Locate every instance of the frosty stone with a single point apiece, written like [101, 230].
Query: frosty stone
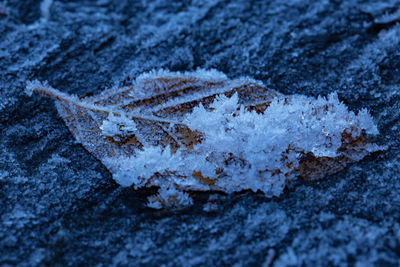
[200, 131]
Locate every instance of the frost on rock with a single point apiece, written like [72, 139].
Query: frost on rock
[200, 131]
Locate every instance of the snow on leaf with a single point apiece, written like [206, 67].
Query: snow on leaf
[200, 131]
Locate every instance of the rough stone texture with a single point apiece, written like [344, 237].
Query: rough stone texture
[59, 205]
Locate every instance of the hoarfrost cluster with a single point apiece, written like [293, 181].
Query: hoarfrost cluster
[241, 146]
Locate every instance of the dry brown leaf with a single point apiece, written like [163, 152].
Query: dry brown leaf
[124, 123]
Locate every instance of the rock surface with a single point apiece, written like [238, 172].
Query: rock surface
[61, 206]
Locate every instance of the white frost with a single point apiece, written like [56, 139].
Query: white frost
[255, 151]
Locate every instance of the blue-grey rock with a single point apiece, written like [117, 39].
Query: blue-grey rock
[60, 206]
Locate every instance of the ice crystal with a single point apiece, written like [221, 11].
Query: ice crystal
[200, 131]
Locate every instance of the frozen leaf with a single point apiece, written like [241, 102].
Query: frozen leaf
[200, 131]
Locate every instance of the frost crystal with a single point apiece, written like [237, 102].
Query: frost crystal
[200, 131]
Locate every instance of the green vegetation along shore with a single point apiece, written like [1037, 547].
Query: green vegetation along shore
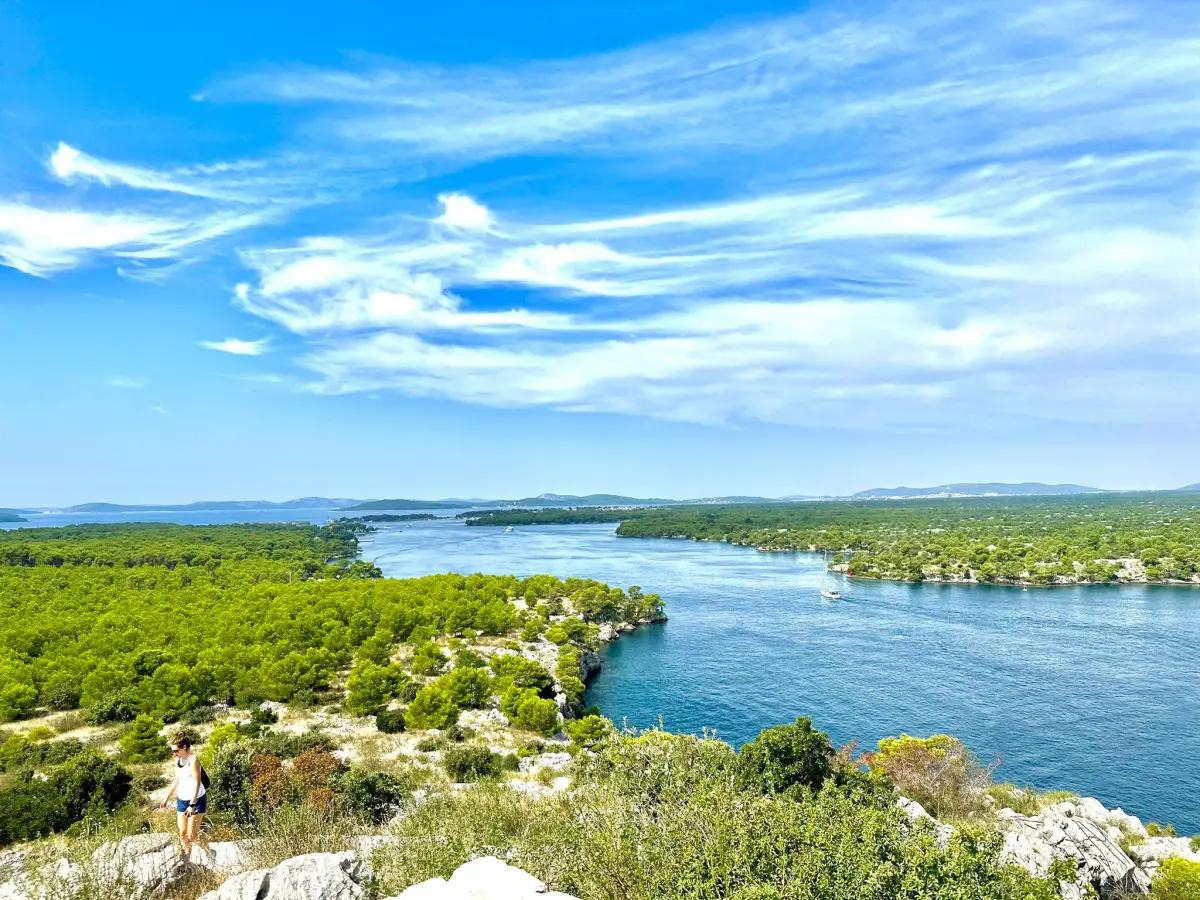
[331, 707]
[1097, 539]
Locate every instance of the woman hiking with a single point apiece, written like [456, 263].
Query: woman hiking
[191, 796]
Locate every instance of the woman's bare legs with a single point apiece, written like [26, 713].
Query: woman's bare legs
[196, 835]
[184, 837]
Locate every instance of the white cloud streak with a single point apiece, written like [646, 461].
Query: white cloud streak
[905, 215]
[238, 347]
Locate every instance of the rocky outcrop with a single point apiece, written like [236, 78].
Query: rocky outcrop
[313, 876]
[485, 879]
[1036, 841]
[143, 865]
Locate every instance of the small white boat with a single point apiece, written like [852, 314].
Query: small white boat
[827, 592]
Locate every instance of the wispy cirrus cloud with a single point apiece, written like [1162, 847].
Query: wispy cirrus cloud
[238, 347]
[905, 214]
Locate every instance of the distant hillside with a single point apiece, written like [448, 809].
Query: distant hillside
[1026, 489]
[592, 499]
[401, 504]
[211, 505]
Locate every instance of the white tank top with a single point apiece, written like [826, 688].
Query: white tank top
[186, 787]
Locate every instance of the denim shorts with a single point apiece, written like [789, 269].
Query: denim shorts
[202, 804]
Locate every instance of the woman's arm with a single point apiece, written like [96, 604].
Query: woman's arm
[195, 762]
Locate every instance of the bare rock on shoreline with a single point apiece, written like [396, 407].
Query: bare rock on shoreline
[1036, 841]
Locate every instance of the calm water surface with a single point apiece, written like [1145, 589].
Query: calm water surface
[1095, 690]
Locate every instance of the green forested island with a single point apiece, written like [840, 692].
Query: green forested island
[1037, 540]
[274, 646]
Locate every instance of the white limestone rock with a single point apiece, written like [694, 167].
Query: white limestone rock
[484, 879]
[1036, 841]
[490, 879]
[313, 876]
[142, 865]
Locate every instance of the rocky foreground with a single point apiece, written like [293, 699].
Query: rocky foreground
[1110, 851]
[1113, 851]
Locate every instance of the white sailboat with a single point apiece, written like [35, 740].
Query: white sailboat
[827, 592]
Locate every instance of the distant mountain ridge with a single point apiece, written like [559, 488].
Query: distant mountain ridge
[995, 489]
[210, 505]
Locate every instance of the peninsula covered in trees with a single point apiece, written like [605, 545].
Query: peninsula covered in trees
[1103, 538]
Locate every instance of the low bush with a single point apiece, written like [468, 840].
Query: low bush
[198, 715]
[390, 721]
[61, 693]
[661, 817]
[588, 731]
[1176, 879]
[287, 745]
[472, 762]
[143, 743]
[88, 783]
[429, 660]
[432, 708]
[371, 685]
[372, 796]
[117, 707]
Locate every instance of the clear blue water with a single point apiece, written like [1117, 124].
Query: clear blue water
[1095, 690]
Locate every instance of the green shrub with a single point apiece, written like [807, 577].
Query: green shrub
[61, 693]
[468, 688]
[29, 809]
[118, 707]
[471, 762]
[588, 731]
[390, 721]
[372, 685]
[1159, 831]
[469, 659]
[432, 708]
[143, 743]
[513, 699]
[786, 757]
[373, 796]
[87, 779]
[937, 772]
[660, 817]
[539, 715]
[231, 771]
[1176, 879]
[429, 659]
[199, 715]
[287, 745]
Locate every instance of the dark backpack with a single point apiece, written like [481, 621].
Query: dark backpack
[204, 777]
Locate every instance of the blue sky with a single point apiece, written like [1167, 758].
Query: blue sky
[659, 249]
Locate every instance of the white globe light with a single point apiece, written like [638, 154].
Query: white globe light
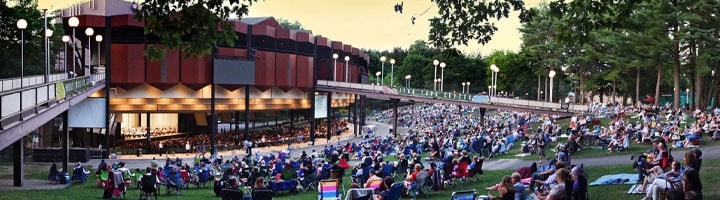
[73, 22]
[89, 31]
[22, 24]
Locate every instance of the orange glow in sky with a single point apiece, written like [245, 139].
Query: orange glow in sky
[369, 24]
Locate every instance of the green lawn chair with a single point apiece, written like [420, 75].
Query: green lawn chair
[104, 173]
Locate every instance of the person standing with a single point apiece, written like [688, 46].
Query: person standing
[187, 147]
[518, 186]
[541, 147]
[160, 146]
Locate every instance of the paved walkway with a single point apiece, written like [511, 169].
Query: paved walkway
[382, 129]
[31, 184]
[133, 162]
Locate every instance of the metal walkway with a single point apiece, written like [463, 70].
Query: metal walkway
[421, 95]
[23, 109]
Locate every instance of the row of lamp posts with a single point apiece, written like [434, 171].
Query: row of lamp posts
[73, 22]
[347, 62]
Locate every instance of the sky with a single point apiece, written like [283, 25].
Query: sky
[368, 24]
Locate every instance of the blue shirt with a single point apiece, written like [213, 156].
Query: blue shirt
[520, 191]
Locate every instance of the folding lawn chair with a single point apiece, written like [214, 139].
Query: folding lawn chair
[329, 190]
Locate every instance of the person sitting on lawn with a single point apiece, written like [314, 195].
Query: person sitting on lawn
[557, 192]
[546, 178]
[506, 189]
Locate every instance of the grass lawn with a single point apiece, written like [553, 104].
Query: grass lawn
[587, 151]
[32, 171]
[710, 177]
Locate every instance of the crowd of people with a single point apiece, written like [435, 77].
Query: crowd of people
[261, 137]
[132, 133]
[447, 144]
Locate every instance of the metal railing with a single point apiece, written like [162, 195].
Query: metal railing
[28, 81]
[19, 100]
[458, 96]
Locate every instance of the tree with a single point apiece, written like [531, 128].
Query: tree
[462, 21]
[192, 26]
[295, 25]
[34, 52]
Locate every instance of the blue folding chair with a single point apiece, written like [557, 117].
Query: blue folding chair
[395, 191]
[464, 195]
[329, 190]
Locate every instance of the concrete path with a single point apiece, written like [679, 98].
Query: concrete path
[382, 129]
[31, 184]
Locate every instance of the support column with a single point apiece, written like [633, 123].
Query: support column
[329, 117]
[108, 56]
[147, 131]
[395, 117]
[292, 122]
[247, 114]
[213, 115]
[65, 154]
[18, 164]
[362, 111]
[237, 128]
[460, 110]
[312, 120]
[356, 125]
[482, 116]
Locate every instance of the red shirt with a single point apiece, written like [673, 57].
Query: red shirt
[413, 176]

Work required
A word-for-word transcription of the listing is needed, minus its images.

Solved exercise
Locate every instance of the frosty stone with a single point apiece, written like [101, 230].
Query: frosty stone
[200, 131]
Locate every instance of the frost on rock with a single point apiece, written like [72, 139].
Query: frost on rock
[200, 131]
Locate every instance of the snow on leaf with a single point apiece, written like [206, 67].
Query: snow on leaf
[200, 131]
Locate every instance of the rough stone texture with a single point apiece, written like [344, 237].
Query: rough stone texture
[59, 205]
Locate every instance of the hoarfrost cluster with a single point apiece, written like [293, 181].
Query: hoarfrost cluster
[241, 146]
Locate every instance of the dry brown leaf with a single point apiece, written like [163, 152].
Query: dry brown leaf
[124, 123]
Locate every instance of the rock surface with a single point apiece, written like [238, 172].
Query: rock surface
[61, 206]
Locate every instance of the white frost with a single point apiece, written like [56, 139].
Query: white frost
[255, 151]
Locate every instance of the blue-grey rock with a single point apiece, written like [117, 39].
Query: blue-grey rock
[60, 206]
Locate every instance of the ice crystal with a single point apiece, written like [221, 11].
Query: ice crystal
[200, 131]
Locate every instance of the frozen leaf with a single point apiece, written like [241, 102].
Query: frozen leaf
[200, 131]
Locate every instance of the frost crystal with a single point apiece, written like [237, 102].
Query: frost crystal
[200, 131]
Locate every instance of the green vegetation along shore with a single point apiece, written like [1037, 547].
Query: green vegetation along shore
[331, 707]
[1097, 539]
Locate every instance of the woman hiking with a single point apiece, written like [456, 263].
Query: woman hiking
[191, 796]
Locate every instance of the woman's bare legs with a single point apiece, written like [26, 713].
Query: woman's bare legs
[196, 835]
[184, 837]
Locate every instance of the white cloud streak with a single point apiece, written like [646, 461].
Query: white cloud streak
[905, 215]
[238, 347]
Locate every instance of the rocky outcrop with a single point apiece, written like [236, 78].
Query: rocky outcrop
[313, 876]
[485, 879]
[1036, 841]
[143, 865]
Locate every instance of the small white boat with a single point apiece, written like [852, 314].
Query: small white boat
[827, 592]
Locate every instance of the wispy cirrus cloud with a single point apiece, written like [1162, 847].
Query: wispy cirrus cloud
[238, 347]
[905, 214]
Locate every instance of the distant hillside with a single point apiece, written like [448, 809].
Query: distant hillside
[1026, 489]
[592, 499]
[401, 504]
[211, 505]
Locate every instance of the white tank top with a single point apiece, written like [826, 688].
Query: white tank top
[186, 787]
Locate every instance of the denim shorts with a single point apiece, written like [789, 269].
Query: denim shorts
[202, 804]
Locate every instance of the woman's arm with a single point apiece, written like [96, 604].
Query: woman's arm
[195, 762]
Locate every instance of the bare rock on shoreline with a single point apiece, written like [396, 407].
Query: bare rock on shoreline
[1036, 841]
Locate every instance of the calm water surface with a single point apiece, written like [1145, 589].
Query: calm water surface
[1095, 690]
Locate every instance of the green forested island with a single point apiece, written like [840, 692].
Query: green forested island
[1037, 540]
[274, 646]
Locate every instance of the white limestone rock with a single point apiece, written like [694, 167].
Query: white limestone rock
[484, 879]
[1036, 841]
[490, 879]
[313, 876]
[142, 865]
Locate every instance of the rocky foreground with a single point apiece, written like [293, 699].
Query: rocky foreground
[1110, 851]
[1113, 851]
Locate every instance of the white sailboat with a single point apiece, written like [35, 740].
Query: white sailboat
[827, 592]
Locate every instance of the distant mountain ridge with a single point apiece, written like [559, 488].
Query: distant mountain ridge
[995, 489]
[210, 505]
Locate every instance of the peninsula covered in trees with a single point apiece, written like [605, 545].
Query: peninsula covered in trees
[1103, 538]
Locate every instance of the low bush with a single point apiece, written like [468, 840].
Query: low bush
[198, 715]
[390, 721]
[61, 693]
[661, 817]
[588, 731]
[1176, 879]
[287, 745]
[472, 762]
[143, 743]
[88, 783]
[429, 660]
[432, 708]
[371, 685]
[372, 796]
[117, 707]
Locate every instance of the clear blue water with a single point apiece, written like [1117, 124].
Query: clear blue water
[1095, 690]
Locate every instance of the green shrub with a single point apiece, written like [807, 577].
Query: green shrub
[61, 693]
[468, 688]
[29, 809]
[118, 707]
[471, 762]
[588, 731]
[390, 721]
[372, 685]
[1159, 831]
[469, 659]
[432, 708]
[143, 743]
[513, 699]
[786, 757]
[373, 796]
[87, 779]
[937, 772]
[660, 817]
[539, 715]
[231, 771]
[1176, 879]
[429, 659]
[199, 715]
[287, 745]
Locate every instance of the dark backpack with a single point apiece, written like [481, 621].
Query: dark backpack
[204, 777]
Locate every instance of the blue sky with a single point apiece, written like [1167, 758].
Query: blue sky
[659, 249]
Locate every instance of the white globe light with a single point apiece, written like [638, 154].
Query: white globe light
[73, 22]
[89, 31]
[22, 24]
Locate every instance of the orange glow in sky with a single point apiece, written like [245, 139].
Query: orange glow in sky
[369, 24]
Locate every instance of the green lawn chair with a single point apiece, written like [420, 75].
Query: green lawn chair
[104, 173]
Locate every instance of the person standing with a single point apiece, written like [688, 46].
Query: person standing
[187, 147]
[518, 186]
[541, 147]
[160, 146]
Locate every instance of the paved walkway with a single point apiece, written like [511, 169].
Query: paved walkway
[382, 129]
[31, 184]
[133, 162]
Locate every instance of the metal walkway with a single point apiece, written like [463, 70].
Query: metal walkway
[421, 95]
[23, 109]
Locate every instance of the row of lamp posts with a single point apiece, written like [434, 171].
Query: row of lamp posts
[73, 22]
[347, 62]
Locate every instance of the sky with a single point apiece, written like [283, 25].
Query: sky
[368, 24]
Locate every instance of the blue shirt with a single point apiece, written like [213, 156].
Query: blue shirt
[520, 191]
Locate every instance of the folding lawn chair with a single point apiece, written like [214, 139].
Query: folding lawn chair
[329, 190]
Locate every instance of the person sitting on lawn with a single point apiece, written like [314, 195].
Query: person sitting on lawn
[557, 192]
[546, 178]
[506, 189]
Locate every instance of the grass lawn with a single point apiece, written like [553, 104].
Query: grass lawn
[587, 151]
[32, 171]
[710, 177]
Locate every instance of the crowd of people with a single point apiece, written like [435, 77].
Query: crowd of people
[261, 137]
[132, 133]
[447, 144]
Locate every instance of the metal railing with a single point apiece, written like [162, 195].
Query: metal railing
[28, 81]
[19, 100]
[458, 96]
Locate every instance of the tree with a single point apiece, written like [531, 128].
Query: tree
[462, 21]
[192, 26]
[295, 25]
[34, 52]
Locate every instance of the blue folding chair with a single point apiece, written like [557, 117].
Query: blue folding chair
[395, 191]
[464, 195]
[329, 190]
Locate every instance of the concrete path with a single point apiece, written like [679, 98].
Query: concrete path
[382, 129]
[31, 184]
Locate every instance of the support column with a single point apiece, written like [633, 123].
Query: support column
[329, 117]
[108, 56]
[147, 131]
[395, 117]
[292, 122]
[247, 114]
[213, 115]
[65, 154]
[18, 164]
[362, 111]
[237, 128]
[460, 110]
[312, 120]
[356, 125]
[482, 116]
Locate every instance of the red shirt with a single point apiece, written like [673, 57].
Query: red shirt
[413, 176]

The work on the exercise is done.